Text provided:

As the EHRs and the journals are written for healthcare professionals, we expected them to be more “difficult” (requiring more years of education for understanding) than the consumer health texts and the news articles specifically written for lay audiences. Our perception of the texts’ difficulty upon reviewing them was consistent with this assumption. Based on our assumptions, we expected that an accurate readability measure should rank EHR reports and journal papers as more difficult to read than consumer health and news articles. Examples of the four types of text are provided in Table 1.

Table 1.

Examples of the four types of text

Consumer Heath Text
“It is important to follow your doctor's instructions carefully, so that your lungs receive the right amount of medicine.”
“If you have COPD, you might be more likely to get colds and flu. Because your heart can be strained, it will get bigger.”
EHR
“Did well with med adjustment, no further episodes hypotension, card enz neg. Will d/c pt on home regimen minus the norvasc.”
“Presented to urgent care 3 weeks PTA c/o similar symptoms and was given a 14 day course of levaquin and prednisone taper.”
News Article
“Most people with a smoker's cough do not realize it could be a symptom of a fatal lung disease, according to a survey.”

Problem requirements: According to the readability passage, which two types of text were expected to be more difficult to read? Please answer using only the readability passage.

Provided material:
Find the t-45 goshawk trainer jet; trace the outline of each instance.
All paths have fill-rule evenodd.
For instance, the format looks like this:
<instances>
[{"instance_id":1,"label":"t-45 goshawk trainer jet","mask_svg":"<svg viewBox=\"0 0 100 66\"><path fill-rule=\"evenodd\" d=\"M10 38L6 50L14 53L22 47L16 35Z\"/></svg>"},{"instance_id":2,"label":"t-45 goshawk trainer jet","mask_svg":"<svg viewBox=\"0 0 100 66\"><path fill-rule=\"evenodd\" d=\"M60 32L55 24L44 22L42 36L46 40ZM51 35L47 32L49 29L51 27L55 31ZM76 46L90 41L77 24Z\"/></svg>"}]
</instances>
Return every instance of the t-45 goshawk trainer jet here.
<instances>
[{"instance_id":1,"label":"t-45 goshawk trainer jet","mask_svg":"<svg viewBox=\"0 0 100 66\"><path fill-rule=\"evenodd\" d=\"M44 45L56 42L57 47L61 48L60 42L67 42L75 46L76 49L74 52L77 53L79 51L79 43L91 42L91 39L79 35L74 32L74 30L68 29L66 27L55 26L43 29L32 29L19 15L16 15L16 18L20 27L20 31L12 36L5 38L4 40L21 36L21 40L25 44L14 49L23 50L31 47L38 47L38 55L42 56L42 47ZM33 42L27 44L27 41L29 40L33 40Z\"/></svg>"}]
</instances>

Result of the exercise: EHRs and journals